→ What you should do
Write out every one of the records below word for word, omitting the pictures.

[Collection entries]
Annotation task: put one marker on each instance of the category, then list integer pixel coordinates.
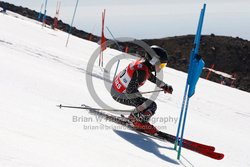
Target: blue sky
(153, 18)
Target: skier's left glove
(167, 88)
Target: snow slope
(37, 72)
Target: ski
(188, 143)
(203, 149)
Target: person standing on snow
(125, 88)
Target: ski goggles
(163, 65)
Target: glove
(167, 88)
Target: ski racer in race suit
(125, 88)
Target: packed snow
(37, 72)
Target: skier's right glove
(167, 88)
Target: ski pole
(120, 49)
(152, 91)
(90, 108)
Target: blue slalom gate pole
(120, 49)
(72, 21)
(40, 13)
(196, 65)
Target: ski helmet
(160, 57)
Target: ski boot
(140, 121)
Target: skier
(125, 88)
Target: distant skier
(126, 84)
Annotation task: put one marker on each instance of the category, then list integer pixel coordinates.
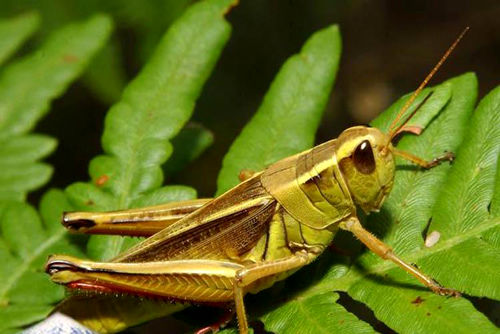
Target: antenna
(393, 129)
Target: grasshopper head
(367, 164)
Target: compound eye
(363, 158)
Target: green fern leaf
(26, 89)
(26, 293)
(153, 109)
(189, 144)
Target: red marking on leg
(221, 323)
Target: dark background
(388, 48)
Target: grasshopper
(274, 222)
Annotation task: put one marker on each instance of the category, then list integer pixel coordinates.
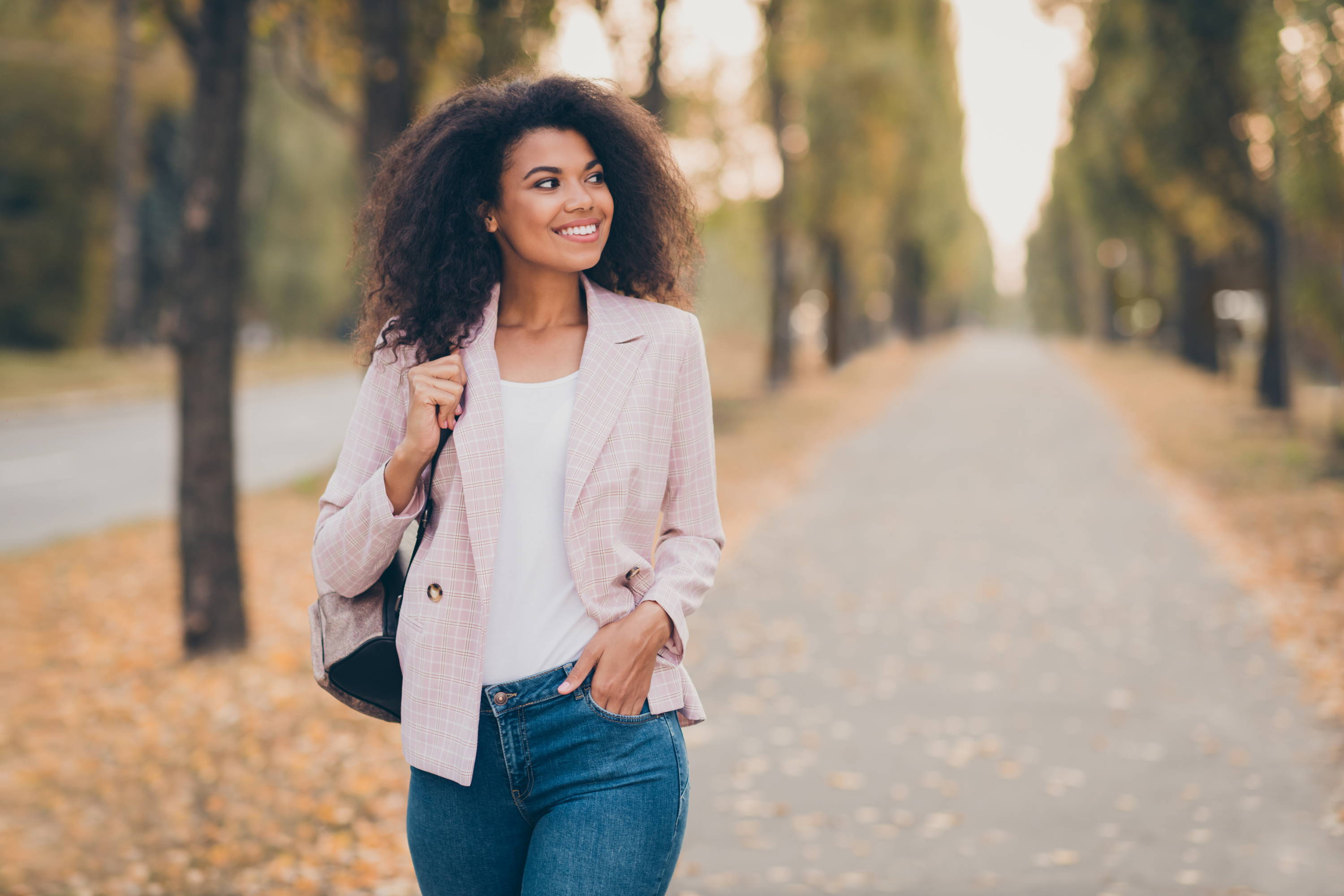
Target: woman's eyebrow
(554, 170)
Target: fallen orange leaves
(127, 770)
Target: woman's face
(554, 209)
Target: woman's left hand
(627, 649)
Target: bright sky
(1014, 88)
(1012, 74)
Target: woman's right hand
(436, 397)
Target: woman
(530, 241)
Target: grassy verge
(127, 770)
(1257, 485)
(86, 375)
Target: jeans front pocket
(615, 716)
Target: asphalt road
(72, 470)
(979, 655)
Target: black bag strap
(428, 511)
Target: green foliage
(1202, 120)
(875, 86)
(300, 194)
(53, 203)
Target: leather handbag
(354, 640)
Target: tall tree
(125, 234)
(654, 97)
(777, 218)
(207, 287)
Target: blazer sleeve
(357, 532)
(691, 539)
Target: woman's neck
(538, 299)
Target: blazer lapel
(612, 353)
(479, 441)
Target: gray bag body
(354, 640)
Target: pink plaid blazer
(642, 441)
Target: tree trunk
(125, 234)
(912, 284)
(1111, 304)
(839, 328)
(1273, 382)
(389, 84)
(209, 284)
(777, 213)
(654, 97)
(1198, 323)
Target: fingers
(580, 672)
(447, 367)
(445, 402)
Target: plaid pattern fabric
(642, 443)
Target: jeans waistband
(511, 695)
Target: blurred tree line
(177, 168)
(874, 211)
(1206, 166)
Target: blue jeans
(566, 800)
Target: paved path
(72, 470)
(979, 655)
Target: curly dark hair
(432, 263)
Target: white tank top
(537, 618)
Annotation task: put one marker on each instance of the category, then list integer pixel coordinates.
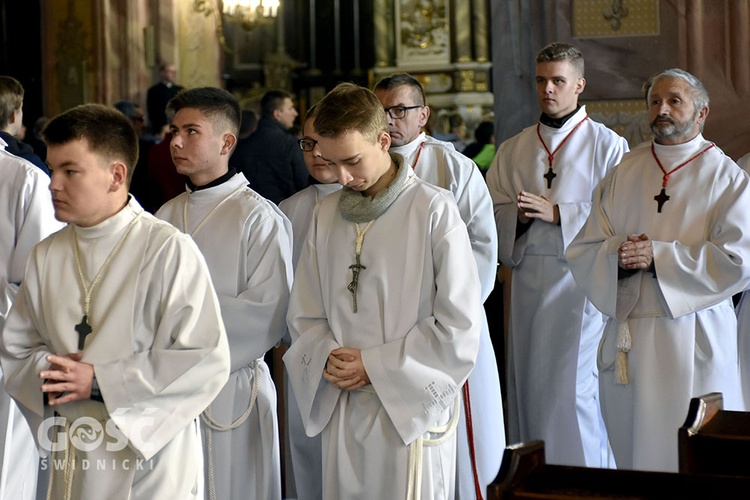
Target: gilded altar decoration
(423, 33)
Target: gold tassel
(623, 347)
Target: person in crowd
(11, 121)
(541, 183)
(385, 320)
(27, 219)
(305, 480)
(482, 151)
(481, 437)
(246, 241)
(139, 186)
(270, 158)
(158, 95)
(664, 249)
(115, 331)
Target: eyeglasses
(399, 112)
(307, 145)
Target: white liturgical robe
(27, 218)
(438, 163)
(682, 329)
(158, 348)
(417, 324)
(305, 480)
(554, 330)
(246, 241)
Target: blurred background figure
(482, 150)
(158, 96)
(11, 121)
(139, 186)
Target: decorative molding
(422, 32)
(615, 18)
(629, 118)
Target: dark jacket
(272, 161)
(157, 98)
(19, 148)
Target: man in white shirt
(116, 330)
(385, 315)
(541, 183)
(481, 444)
(246, 241)
(28, 218)
(663, 251)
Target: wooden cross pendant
(661, 199)
(549, 176)
(84, 329)
(352, 287)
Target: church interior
(475, 58)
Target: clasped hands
(531, 206)
(67, 378)
(636, 253)
(345, 370)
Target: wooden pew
(524, 474)
(713, 440)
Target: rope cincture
(213, 425)
(414, 481)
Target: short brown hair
(219, 105)
(349, 108)
(397, 80)
(11, 98)
(108, 133)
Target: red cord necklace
(663, 197)
(551, 156)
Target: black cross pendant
(352, 287)
(549, 176)
(661, 199)
(83, 328)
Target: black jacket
(272, 161)
(19, 148)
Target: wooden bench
(713, 440)
(524, 474)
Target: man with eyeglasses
(480, 444)
(305, 480)
(541, 183)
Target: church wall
(709, 39)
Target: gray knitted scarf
(358, 208)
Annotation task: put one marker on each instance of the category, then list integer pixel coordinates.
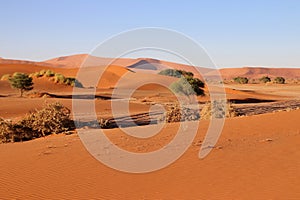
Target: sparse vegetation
(57, 78)
(53, 118)
(241, 80)
(188, 86)
(5, 77)
(175, 113)
(217, 109)
(105, 123)
(265, 79)
(170, 72)
(279, 80)
(21, 81)
(49, 73)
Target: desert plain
(256, 156)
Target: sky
(234, 33)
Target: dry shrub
(5, 77)
(53, 118)
(217, 110)
(106, 123)
(6, 131)
(175, 113)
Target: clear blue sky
(235, 33)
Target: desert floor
(256, 157)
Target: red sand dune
(257, 72)
(257, 158)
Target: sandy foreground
(257, 157)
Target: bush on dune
(265, 79)
(241, 80)
(5, 77)
(53, 118)
(279, 80)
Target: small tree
(265, 79)
(188, 86)
(241, 80)
(22, 82)
(279, 80)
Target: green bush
(21, 81)
(176, 73)
(170, 72)
(59, 78)
(5, 77)
(188, 86)
(42, 72)
(265, 79)
(217, 109)
(279, 80)
(241, 80)
(49, 73)
(6, 131)
(53, 118)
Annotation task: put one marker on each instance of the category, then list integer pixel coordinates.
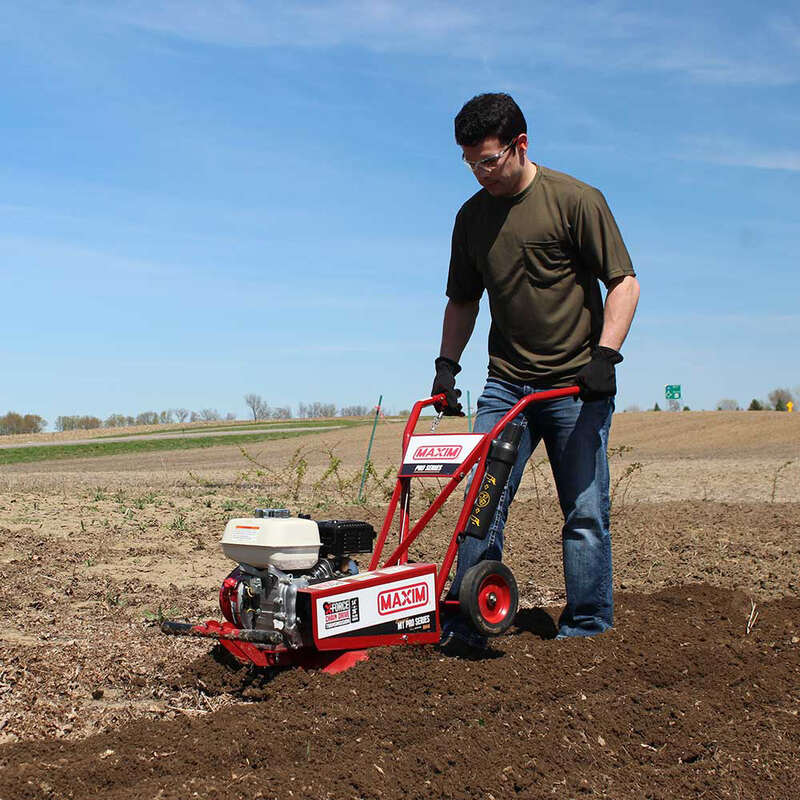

→ Expected answer
Annotation task: put one marker on each instance of the category, then list integer pixel coordinates.
Target: blue sky
(153, 18)
Target: skier's left glove
(167, 88)
Target: snow slope
(37, 72)
Target: ski
(188, 143)
(203, 149)
Target: person standing on snow
(125, 88)
Target: ski goggles
(163, 65)
Target: glove
(167, 88)
Target: ski racer in race suit
(125, 88)
Target: packed snow
(37, 72)
Target: skier's right glove
(167, 88)
Target: ski pole
(120, 49)
(152, 91)
(90, 108)
Target: blue slalom gate pole
(120, 49)
(72, 21)
(40, 13)
(196, 65)
Target: ski helmet
(160, 57)
Target: ski boot
(140, 121)
Target: skier
(125, 88)
Target: distant skier
(126, 84)
Annotation task: put one marker on each instance of the category, then list integer pixel coordinates.
Target: antenna
(393, 129)
Target: grasshopper head
(367, 164)
Target: compound eye
(363, 158)
Target: green fern leaf
(26, 89)
(26, 293)
(153, 109)
(189, 144)
Target: red marking on leg
(221, 323)
Target: dark background
(388, 48)
Target: grasshopper
(274, 222)
Annotation task: put one marker on each instance of the category, then list integer pixel coordinates.
Target: woman's eyebrow
(554, 170)
Target: fallen orange leaves
(127, 770)
Target: woman's face
(554, 209)
Target: woman's left hand
(627, 649)
Target: bright sky
(1014, 88)
(1012, 74)
Target: woman's right hand
(436, 397)
Target: woman
(530, 241)
Target: grassy verge
(127, 770)
(1257, 485)
(86, 375)
Target: jeans front pocket
(615, 716)
Target: asphalt road
(72, 470)
(979, 655)
Target: black bag strap
(428, 511)
Target: green foliage
(1202, 120)
(875, 86)
(300, 194)
(53, 203)
Target: leather handbag
(354, 640)
Target: tall tree
(125, 234)
(654, 97)
(777, 218)
(207, 287)
Target: blazer sleeve
(357, 532)
(691, 539)
Target: woman's neck
(538, 299)
Target: blazer lapel
(612, 353)
(479, 441)
Target: gray bag body
(354, 640)
Target: pink plaid blazer
(642, 441)
Target: tree trunk
(125, 234)
(912, 284)
(1111, 304)
(839, 328)
(1273, 382)
(389, 84)
(209, 284)
(777, 213)
(654, 97)
(1198, 323)
Target: fingers
(580, 672)
(447, 367)
(445, 402)
Target: plaid pattern fabric
(642, 443)
Target: jeans waistband
(511, 695)
Target: blurred tree line
(177, 168)
(874, 211)
(1206, 166)
Target: blue jeans
(566, 800)
Target: paved path
(72, 470)
(979, 655)
Target: curly dark hair
(432, 263)
Target: white tank top
(537, 618)
Annotation task: put one marker on each instance of the category, then list integer pixel coordinates.
Target: gilded altar decoration
(423, 33)
Target: gold tassel
(623, 347)
Target: person in crowd
(11, 121)
(541, 183)
(385, 320)
(27, 219)
(305, 480)
(482, 151)
(481, 437)
(246, 241)
(139, 186)
(270, 158)
(158, 95)
(664, 249)
(115, 331)
Target: eyeglasses
(399, 112)
(307, 145)
Target: white liturgical robe
(27, 218)
(438, 163)
(682, 329)
(158, 348)
(417, 324)
(305, 480)
(554, 330)
(246, 241)
Target: blurred background figure
(482, 150)
(158, 96)
(11, 121)
(139, 186)
Target: decorative molding
(422, 32)
(615, 18)
(629, 118)
Target: dark jacket
(272, 161)
(157, 98)
(19, 148)
Target: man in white shirt
(116, 330)
(385, 315)
(541, 183)
(481, 444)
(246, 241)
(28, 218)
(663, 251)
Target: wooden cross pendant
(661, 199)
(549, 176)
(84, 329)
(352, 287)
Target: church interior
(475, 58)
Target: clasped hands
(531, 206)
(67, 378)
(636, 253)
(345, 370)
Target: wooden pew
(524, 474)
(713, 440)
Target: rope cincture
(213, 425)
(414, 481)
Target: short brown hair
(219, 105)
(349, 108)
(397, 80)
(11, 98)
(108, 133)
Target: red cord necklace
(663, 197)
(551, 156)
Target: black cross pendant
(352, 287)
(549, 176)
(661, 199)
(83, 328)
Target: black jacket
(272, 161)
(19, 148)
Target: wooden bench
(713, 440)
(524, 474)
Target: man with eyeglasses
(480, 444)
(305, 480)
(541, 183)
Target: church wall
(709, 39)
Target: gray knitted scarf
(358, 208)
Annotation task: put one marker on each instance of the category, then list integer pixel coordinates.
Target: sparse vegetation
(57, 78)
(53, 118)
(241, 80)
(188, 86)
(5, 77)
(175, 113)
(217, 109)
(105, 123)
(265, 79)
(170, 72)
(279, 80)
(21, 81)
(49, 73)
Target: desert plain
(256, 156)
Target: sky
(234, 33)
Target: dry shrub
(5, 77)
(53, 118)
(217, 110)
(106, 123)
(6, 131)
(175, 113)
Target: clear blue sky
(235, 33)
Target: desert floor
(256, 157)
Target: red sand dune
(257, 72)
(257, 158)
Target: sandy foreground
(257, 157)
Target: bush on dune
(265, 79)
(241, 80)
(5, 77)
(53, 118)
(279, 80)
Target: small tree
(265, 79)
(188, 86)
(241, 80)
(22, 82)
(279, 80)
Target: green bush
(21, 81)
(176, 73)
(170, 72)
(59, 78)
(5, 77)
(188, 86)
(42, 72)
(265, 79)
(217, 109)
(279, 80)
(241, 80)
(49, 73)
(6, 131)
(53, 118)
Annotation task: put one marker on each instance of the category, then list integer pixel coordinates.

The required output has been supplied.